Source data —
- - -

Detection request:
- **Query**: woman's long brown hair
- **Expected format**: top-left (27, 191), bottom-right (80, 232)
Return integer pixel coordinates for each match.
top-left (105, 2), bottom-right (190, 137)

- - -

The task — Could every record be printed again exactly as it reads?

Answer space —
Detection request:
- **Query**: woman's long brown hair
- **Expected format**: top-left (27, 191), bottom-right (80, 232)
Return integer pixel coordinates for each match.
top-left (105, 2), bottom-right (190, 137)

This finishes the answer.